▶ Work to be completed
Decide whether each statement below agrees with the passage about Euro 2020 and Italy's young players. Answer yes or no for each, and quote the words from the passage that decide it.
1. The Euro 2020 tournament was postponed because of the coronavirus pandemic.
2. Nicolò Zaniolo is 22 years old.
3. Nicolò Zaniolo suffered a full ACL tear.

As we all know by now, the Euro 2020 tournament has now been postponed due to the coronavirus pandemic. The Azzurri and its fans were looking forward to this more than any other tournament since the 2006 World Cup. A rejuvenated talent pool not seen since those heights some 14 years ago, they were one of the favourites to win it. Yet this season, it became apparent that several of the planned-to-be-breakout-stars needed just a little bit more time to develop, mentally and/or physically, facing dips in form and injury crises at the blossoming of their careers.
Nicolò Zaniolo (Roma)
Nobody is more grateful for the Euro 2020 delay than Roma’s scintillating attacking midfield talent, Nicolò Zaniolo. At a time when the Giallorossi needed an offensive spark, the 20-year-old lifted them up in several matches. Driving play forward from central and right-flanked-locations, his size and pace saw him whizz past midfielders and defenders alike to help Edin Dzeko and co. Then, just as the Lupi were fighting back against Juventus, the club’s injury plague continued - a full ACL tear.

▶ Information provided

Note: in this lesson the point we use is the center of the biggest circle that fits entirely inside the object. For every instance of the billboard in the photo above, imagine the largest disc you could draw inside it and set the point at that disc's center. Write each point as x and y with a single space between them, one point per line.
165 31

▶ Answer space
1. Yes: "the Euro 2020 tournament has now been postponed due to the coronavirus pandemic"
2. No: "the 20-year-old lifted them up in several matches"
3. Yes: "the club’s injury plague continued - a full ACL tear"